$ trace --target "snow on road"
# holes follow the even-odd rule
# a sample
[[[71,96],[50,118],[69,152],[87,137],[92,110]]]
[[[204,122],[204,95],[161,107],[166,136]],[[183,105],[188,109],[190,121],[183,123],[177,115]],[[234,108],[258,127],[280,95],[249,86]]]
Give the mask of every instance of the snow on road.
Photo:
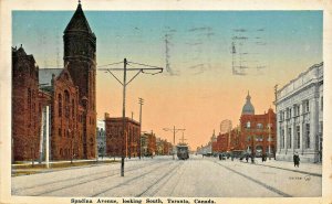
[[[156,157],[126,161],[124,178],[120,176],[118,163],[15,176],[12,178],[12,194],[91,197],[320,196],[321,184],[321,176],[280,167],[199,155],[191,155],[186,161]]]

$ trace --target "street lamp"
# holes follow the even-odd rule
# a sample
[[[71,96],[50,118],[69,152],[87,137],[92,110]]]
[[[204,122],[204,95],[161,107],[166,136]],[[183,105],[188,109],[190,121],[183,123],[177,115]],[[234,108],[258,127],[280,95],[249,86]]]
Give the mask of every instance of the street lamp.
[[[173,127],[173,129],[170,128],[163,128],[164,131],[173,131],[173,160],[175,159],[175,133],[178,132],[178,131],[185,131],[186,129],[175,129],[175,126]]]

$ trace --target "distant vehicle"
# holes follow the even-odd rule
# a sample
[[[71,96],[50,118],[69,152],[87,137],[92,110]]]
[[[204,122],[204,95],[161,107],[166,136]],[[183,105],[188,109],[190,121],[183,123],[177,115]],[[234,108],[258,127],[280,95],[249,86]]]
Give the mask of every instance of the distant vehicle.
[[[187,160],[187,159],[189,159],[188,146],[186,146],[186,144],[178,144],[176,147],[176,150],[177,150],[177,158],[179,160]]]

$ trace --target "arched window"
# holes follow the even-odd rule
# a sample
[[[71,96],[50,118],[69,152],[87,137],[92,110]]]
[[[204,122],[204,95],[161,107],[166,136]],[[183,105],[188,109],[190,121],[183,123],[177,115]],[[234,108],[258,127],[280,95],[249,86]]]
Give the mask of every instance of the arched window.
[[[62,117],[62,96],[58,95],[58,104],[59,104],[59,117]]]
[[[31,108],[31,89],[28,88],[28,107]]]
[[[66,118],[70,116],[70,94],[68,90],[64,90],[64,115]]]
[[[75,100],[72,99],[72,117],[75,116]]]

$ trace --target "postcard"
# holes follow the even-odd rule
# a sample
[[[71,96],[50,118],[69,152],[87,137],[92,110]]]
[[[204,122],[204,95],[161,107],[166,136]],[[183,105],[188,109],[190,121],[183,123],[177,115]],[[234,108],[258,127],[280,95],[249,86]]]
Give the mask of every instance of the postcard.
[[[332,202],[330,1],[0,4],[0,203]]]

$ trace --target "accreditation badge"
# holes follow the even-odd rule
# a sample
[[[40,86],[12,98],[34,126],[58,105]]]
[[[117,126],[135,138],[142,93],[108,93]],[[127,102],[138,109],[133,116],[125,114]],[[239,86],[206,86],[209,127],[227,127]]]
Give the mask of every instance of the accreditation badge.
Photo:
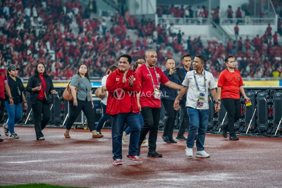
[[[154,84],[154,95],[155,99],[161,99],[160,92],[160,85]]]

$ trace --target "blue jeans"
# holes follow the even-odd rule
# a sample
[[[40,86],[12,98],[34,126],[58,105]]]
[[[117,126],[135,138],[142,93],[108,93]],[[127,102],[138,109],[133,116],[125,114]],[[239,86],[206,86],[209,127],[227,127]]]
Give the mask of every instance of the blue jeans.
[[[206,131],[208,126],[209,110],[199,110],[188,107],[187,108],[187,113],[189,116],[190,123],[188,137],[186,141],[187,147],[193,148],[194,139],[198,132],[196,140],[197,151],[204,150],[204,144],[206,137]]]
[[[102,103],[101,104],[102,105],[102,108],[103,109],[103,116],[101,117],[98,123],[96,125],[96,130],[97,132],[101,132],[101,129],[103,127],[103,125],[107,120],[110,118],[110,115],[106,113],[106,108],[107,106]]]
[[[21,105],[20,103],[14,104],[11,106],[9,101],[5,101],[5,108],[8,114],[9,120],[8,125],[9,127],[10,133],[11,134],[15,132],[14,127],[15,124],[21,119],[22,112],[21,111]]]
[[[142,127],[142,126],[144,125],[144,120],[143,120],[143,117],[142,117],[142,114],[140,113],[139,114],[139,120],[140,122],[140,127]],[[129,128],[129,127],[127,127],[124,131],[125,132],[126,134],[129,135],[129,133],[130,133],[130,128]],[[146,140],[146,137],[145,137],[144,140]]]
[[[128,155],[137,155],[141,128],[139,115],[138,113],[133,113],[132,112],[110,115],[112,122],[113,154],[114,155],[113,158],[114,160],[122,158],[122,141],[125,123],[127,123],[131,130]]]

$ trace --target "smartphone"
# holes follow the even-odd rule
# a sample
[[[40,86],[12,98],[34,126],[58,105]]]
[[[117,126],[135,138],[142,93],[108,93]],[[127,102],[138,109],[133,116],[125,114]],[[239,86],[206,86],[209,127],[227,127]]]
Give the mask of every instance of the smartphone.
[[[180,69],[179,67],[174,67],[174,69],[176,69],[176,72],[178,72],[179,71],[179,70]]]

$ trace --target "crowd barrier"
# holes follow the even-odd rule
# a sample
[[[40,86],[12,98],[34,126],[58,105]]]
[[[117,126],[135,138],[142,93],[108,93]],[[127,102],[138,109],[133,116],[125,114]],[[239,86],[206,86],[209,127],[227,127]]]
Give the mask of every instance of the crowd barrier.
[[[96,87],[92,88],[94,93]],[[246,95],[250,99],[252,105],[247,108],[243,98],[241,97],[241,115],[239,120],[234,125],[235,131],[238,134],[249,135],[282,135],[282,87],[244,87]],[[53,95],[54,102],[50,105],[51,116],[48,126],[65,127],[66,121],[69,115],[69,102],[64,100],[62,97],[64,87],[56,87],[60,98],[56,95]],[[29,94],[26,92],[26,98],[28,106],[26,110],[23,108],[21,119],[16,125],[33,126],[33,113]],[[98,123],[103,115],[100,99],[93,95],[94,108],[96,123]],[[210,110],[207,132],[218,133],[221,125],[227,123],[227,116],[223,105],[217,114],[214,113],[214,100],[209,93],[209,104]],[[174,130],[179,128],[181,118],[181,109],[178,113],[175,121]],[[1,122],[6,122],[8,115],[6,111]],[[167,115],[164,108],[162,107],[159,129],[163,130],[165,123]],[[87,128],[87,119],[81,112],[74,123],[74,128]],[[105,123],[104,127],[110,128],[109,120]]]

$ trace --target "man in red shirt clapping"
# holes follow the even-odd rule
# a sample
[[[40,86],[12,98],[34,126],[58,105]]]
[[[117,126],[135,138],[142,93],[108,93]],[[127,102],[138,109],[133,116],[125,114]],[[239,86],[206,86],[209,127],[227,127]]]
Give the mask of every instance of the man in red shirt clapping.
[[[239,138],[236,136],[234,130],[234,123],[241,115],[241,93],[246,100],[250,99],[246,95],[243,88],[243,82],[239,70],[235,69],[235,60],[233,56],[229,56],[224,59],[227,68],[219,75],[217,83],[217,97],[221,99],[223,105],[228,115],[229,140],[237,140]],[[220,101],[219,99],[219,101]],[[226,130],[225,127],[221,128],[222,136],[227,137]]]
[[[126,157],[136,163],[142,162],[136,156],[140,128],[137,94],[141,87],[139,77],[129,70],[131,59],[128,54],[121,56],[118,68],[110,74],[106,83],[109,92],[106,111],[110,115],[112,122],[113,158],[115,165],[123,163],[122,140],[125,123],[127,123],[131,131]]]
[[[146,52],[145,58],[146,63],[135,71],[140,77],[142,86],[137,101],[144,120],[144,125],[140,132],[137,155],[140,154],[140,146],[143,139],[150,132],[149,152],[147,156],[160,157],[162,157],[162,155],[156,151],[156,143],[161,113],[160,95],[165,94],[161,93],[160,84],[179,90],[181,89],[182,86],[169,81],[161,69],[155,66],[157,56],[154,50],[149,50]]]

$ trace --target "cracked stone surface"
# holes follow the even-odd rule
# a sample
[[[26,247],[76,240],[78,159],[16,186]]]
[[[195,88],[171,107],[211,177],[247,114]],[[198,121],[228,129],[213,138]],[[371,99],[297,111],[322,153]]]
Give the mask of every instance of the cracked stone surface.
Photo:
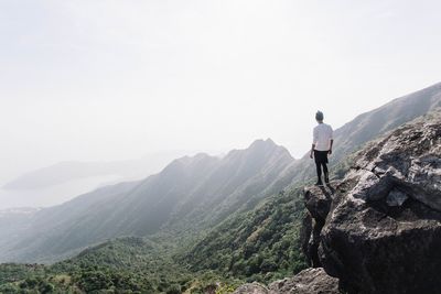
[[[311,264],[338,277],[345,293],[435,293],[440,184],[438,109],[361,151],[331,202],[316,187],[305,189],[311,229],[302,241]]]

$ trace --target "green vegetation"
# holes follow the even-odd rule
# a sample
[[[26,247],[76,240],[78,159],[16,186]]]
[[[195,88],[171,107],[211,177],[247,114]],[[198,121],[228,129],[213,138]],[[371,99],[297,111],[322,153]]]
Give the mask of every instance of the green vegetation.
[[[0,293],[232,293],[305,268],[300,189],[230,216],[192,247],[127,237],[52,265],[1,264]],[[157,238],[158,239],[158,238]]]

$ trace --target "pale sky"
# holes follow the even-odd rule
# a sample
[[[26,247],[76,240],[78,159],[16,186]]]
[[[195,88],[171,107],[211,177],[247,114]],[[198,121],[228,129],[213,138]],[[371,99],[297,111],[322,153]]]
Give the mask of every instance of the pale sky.
[[[60,161],[303,155],[441,81],[440,1],[0,0],[0,183]]]

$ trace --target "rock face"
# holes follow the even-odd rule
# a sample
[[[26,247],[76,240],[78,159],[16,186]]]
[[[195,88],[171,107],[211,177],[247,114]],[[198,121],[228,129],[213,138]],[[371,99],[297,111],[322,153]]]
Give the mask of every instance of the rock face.
[[[327,275],[323,269],[306,269],[293,277],[271,283],[268,287],[251,283],[237,288],[234,294],[337,294],[338,280]]]
[[[344,293],[441,291],[441,110],[369,144],[334,188],[305,189],[313,266]]]

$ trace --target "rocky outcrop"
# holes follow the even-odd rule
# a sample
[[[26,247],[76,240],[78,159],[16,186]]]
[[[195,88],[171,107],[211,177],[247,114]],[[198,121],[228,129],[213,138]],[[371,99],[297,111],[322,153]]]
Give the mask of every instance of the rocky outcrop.
[[[344,293],[441,292],[440,110],[369,144],[334,188],[305,189],[313,266]]]
[[[234,294],[337,294],[338,280],[327,275],[323,269],[306,269],[293,277],[271,283],[268,287],[259,283],[245,284]]]

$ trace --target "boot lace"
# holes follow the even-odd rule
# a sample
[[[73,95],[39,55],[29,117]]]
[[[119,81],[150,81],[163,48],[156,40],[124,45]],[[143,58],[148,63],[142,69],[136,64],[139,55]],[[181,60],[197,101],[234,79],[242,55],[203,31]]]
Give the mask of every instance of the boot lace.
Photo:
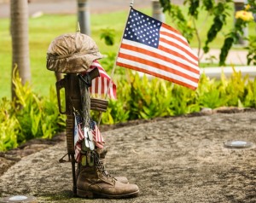
[[[105,165],[102,161],[100,161],[98,154],[96,152],[92,152],[92,154],[95,158],[96,169],[105,177],[112,178],[112,181],[116,181],[116,179],[107,171],[107,170],[105,169]]]

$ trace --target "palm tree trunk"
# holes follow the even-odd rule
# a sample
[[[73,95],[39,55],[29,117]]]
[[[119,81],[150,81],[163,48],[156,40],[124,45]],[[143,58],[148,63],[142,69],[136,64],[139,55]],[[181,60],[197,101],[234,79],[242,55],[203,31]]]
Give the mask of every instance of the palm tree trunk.
[[[28,3],[27,0],[10,1],[12,36],[12,72],[18,66],[19,74],[24,84],[31,80],[28,44]],[[13,74],[12,74],[13,76]],[[15,97],[12,83],[12,98]]]

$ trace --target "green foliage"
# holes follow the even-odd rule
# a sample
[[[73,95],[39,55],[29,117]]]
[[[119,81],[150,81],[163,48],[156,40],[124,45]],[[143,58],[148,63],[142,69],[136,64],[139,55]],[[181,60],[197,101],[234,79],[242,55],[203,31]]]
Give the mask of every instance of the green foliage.
[[[182,10],[177,6],[171,3],[169,0],[160,0],[161,7],[164,12],[168,12],[171,19],[174,24],[177,25],[178,30],[182,34],[191,41],[194,36],[196,37],[198,41],[198,49],[201,47],[201,37],[200,35],[202,27],[198,28],[196,20],[199,19],[199,15],[203,14],[205,22],[208,22],[208,17],[212,18],[210,28],[207,31],[207,38],[204,42],[203,50],[204,53],[208,53],[210,47],[209,44],[213,42],[218,34],[222,32],[224,33],[224,27],[229,26],[227,19],[232,14],[232,8],[234,7],[234,2],[232,0],[226,1],[214,1],[214,0],[185,0],[183,4],[188,6],[188,14],[184,15]],[[247,12],[256,13],[256,2],[255,0],[248,0],[247,6],[244,9]],[[204,11],[204,12],[202,12]],[[206,14],[207,12],[207,14]],[[233,17],[232,17],[233,19]],[[193,26],[190,21],[193,21]],[[206,23],[204,23],[206,24]],[[224,40],[221,48],[221,53],[219,56],[219,65],[225,65],[225,60],[228,55],[230,49],[232,45],[236,44],[239,36],[243,34],[243,28],[249,24],[249,20],[241,20],[241,18],[236,19],[234,28],[232,28],[228,33],[224,34]],[[251,45],[251,44],[250,44]],[[251,49],[251,48],[249,48]],[[255,49],[253,49],[252,52],[247,56],[248,63],[251,63],[254,60]],[[200,55],[200,54],[199,54]]]
[[[66,125],[58,111],[55,90],[49,90],[49,97],[40,97],[28,84],[22,85],[18,72],[14,74],[16,98],[13,102],[3,98],[0,102],[0,151],[32,138],[51,138],[63,131]]]
[[[110,101],[107,113],[103,113],[103,124],[181,115],[199,112],[203,107],[256,107],[256,79],[242,77],[235,68],[230,78],[223,73],[219,81],[202,74],[195,91],[127,72],[125,78],[118,82],[117,96],[118,100]]]
[[[113,46],[114,44],[114,30],[113,29],[102,29],[101,33],[101,39],[105,40],[108,46]]]
[[[256,66],[256,36],[250,36],[248,38],[249,44],[246,48],[248,50],[247,55],[247,65],[253,64]]]
[[[0,101],[0,151],[18,146],[17,134],[20,130],[16,118],[10,114],[12,104],[6,98]]]

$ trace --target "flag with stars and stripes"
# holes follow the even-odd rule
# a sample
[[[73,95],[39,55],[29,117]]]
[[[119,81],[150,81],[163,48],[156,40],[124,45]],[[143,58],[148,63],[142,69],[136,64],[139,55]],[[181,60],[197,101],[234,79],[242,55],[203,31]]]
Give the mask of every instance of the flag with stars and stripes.
[[[91,81],[91,87],[90,87],[91,97],[104,97],[107,95],[107,91],[109,85],[109,90],[108,92],[108,98],[116,99],[116,85],[108,75],[104,68],[96,60],[92,62],[88,72],[91,71],[93,68],[96,67],[99,69],[100,77],[96,78]]]
[[[198,57],[172,26],[131,9],[116,65],[195,90]]]

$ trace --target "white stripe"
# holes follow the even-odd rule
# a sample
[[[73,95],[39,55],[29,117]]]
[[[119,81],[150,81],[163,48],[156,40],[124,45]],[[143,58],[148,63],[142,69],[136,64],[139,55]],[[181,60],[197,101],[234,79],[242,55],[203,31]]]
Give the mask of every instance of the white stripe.
[[[163,26],[160,27],[160,32],[168,32],[170,34],[175,35],[176,37],[177,37],[178,38],[180,38],[182,41],[183,41],[184,43],[188,44],[188,40],[183,36],[182,36],[181,34],[178,34],[178,33],[177,33],[177,32],[173,32],[172,30],[168,30],[168,29],[166,29],[166,27],[163,27]]]
[[[113,83],[110,84],[110,89],[109,89],[109,98],[114,99],[113,96]]]
[[[150,66],[147,66],[145,64],[136,62],[134,61],[126,60],[126,59],[123,59],[123,58],[118,58],[117,61],[120,62],[120,63],[127,64],[127,65],[130,65],[130,66],[134,66],[134,67],[139,67],[143,70],[150,71],[152,72],[158,73],[158,74],[162,75],[164,77],[167,77],[169,78],[172,78],[172,79],[175,79],[175,80],[183,82],[183,83],[188,84],[189,84],[191,86],[194,86],[194,87],[197,87],[197,85],[198,85],[197,83],[195,83],[195,82],[193,82],[189,79],[187,79],[183,77],[171,73],[169,72],[166,72],[164,70],[154,68],[154,67],[152,67]]]
[[[155,49],[155,48],[149,48],[148,46],[144,45],[144,44],[143,44],[137,43],[137,42],[133,42],[133,41],[127,40],[127,39],[123,39],[122,44],[127,44],[127,45],[132,45],[132,46],[135,46],[135,47],[138,47],[138,48],[141,48],[141,49],[146,49],[146,50],[148,49],[150,49],[149,50],[152,51],[153,53],[156,53],[156,54],[160,55],[163,55],[163,56],[165,56],[165,57],[172,59],[172,60],[174,60],[174,61],[179,61],[179,62],[181,62],[181,63],[183,63],[183,64],[184,64],[184,65],[186,65],[186,66],[191,67],[193,69],[195,69],[195,70],[196,70],[196,71],[199,71],[199,67],[196,67],[196,66],[195,66],[194,64],[191,64],[189,61],[185,61],[185,60],[183,60],[183,59],[181,59],[181,58],[179,58],[179,57],[177,57],[177,56],[175,56],[175,55],[173,55],[168,54],[167,52],[160,50],[160,49]],[[120,50],[121,50],[121,49],[120,49]],[[137,53],[139,53],[139,52],[136,52],[136,53],[137,53],[137,54],[135,55],[135,56],[137,56]],[[185,55],[185,53],[183,53],[183,55]],[[145,59],[145,56],[146,56],[146,59],[147,59],[147,60],[148,59],[148,61],[149,61],[149,58],[154,58],[154,59],[155,59],[154,57],[150,56],[150,55],[143,55],[143,58],[144,58],[144,59]],[[154,60],[152,61],[158,62],[159,61],[160,61],[160,59],[157,59],[156,61],[155,61]],[[196,63],[197,63],[197,62],[198,62],[198,61],[196,61]],[[161,63],[162,63],[162,62],[161,62]],[[161,63],[160,63],[160,64],[161,64]],[[170,64],[171,64],[171,63],[170,63]],[[170,65],[168,65],[168,66],[170,66]],[[181,67],[181,68],[182,68],[182,67]],[[184,69],[184,70],[188,71],[187,69]]]
[[[107,78],[103,78],[104,80],[104,96],[107,94],[107,91],[108,91],[108,81],[107,81]]]
[[[96,92],[98,94],[97,98],[100,98],[100,95],[102,94],[102,79],[98,80],[98,92]]]
[[[96,92],[95,92],[95,86],[96,86],[96,80],[97,78],[95,78],[95,79],[93,79],[92,81],[91,81],[91,92],[90,92],[90,94],[91,95],[94,95]]]
[[[168,41],[171,41],[176,44],[181,44],[180,42],[178,42],[177,40],[176,40],[175,38],[171,38],[170,37],[167,37],[167,36],[161,36],[162,38],[166,38],[167,39]],[[192,62],[197,64],[198,63],[198,61],[195,60],[194,58],[192,58],[189,55],[188,55],[186,52],[179,49],[176,46],[172,46],[166,43],[164,43],[162,41],[160,41],[159,42],[159,45],[162,45],[163,47],[166,47],[167,49],[169,49],[170,50],[173,50],[173,51],[176,51],[183,55],[184,55],[186,58],[188,58],[188,60],[191,61]],[[179,46],[182,46],[183,48],[184,48],[187,51],[189,51],[189,53],[191,53],[192,55],[195,55],[195,53],[194,51],[189,48],[189,47],[187,47],[187,46],[184,46],[184,44],[178,44]],[[196,56],[196,55],[195,55]],[[196,56],[197,57],[197,56]]]
[[[163,60],[160,60],[160,59],[158,59],[158,58],[152,57],[152,56],[148,55],[144,55],[144,54],[141,54],[141,53],[138,53],[138,52],[125,49],[122,49],[122,48],[120,49],[119,53],[126,54],[126,55],[134,55],[134,56],[137,56],[137,57],[139,57],[139,58],[142,58],[142,59],[147,58],[148,61],[152,61],[152,62],[155,62],[155,63],[159,64],[160,67],[166,66],[167,67],[170,67],[170,71],[177,70],[177,71],[179,71],[179,72],[183,72],[186,75],[191,76],[195,78],[199,78],[199,74],[196,74],[196,73],[195,73],[193,72],[190,72],[187,69],[184,69],[181,67],[176,66],[176,65],[174,65],[172,63],[170,63],[170,62],[166,62],[166,61],[163,61]]]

§ **Challenge**:
Pick out each line of the items above that contains the word "with", and copy every such line in full.

§ **Reply to the exercise**:
$ trace --target "flag with stars and stripes"
Give the mask of every instance of the flag with stars and stripes.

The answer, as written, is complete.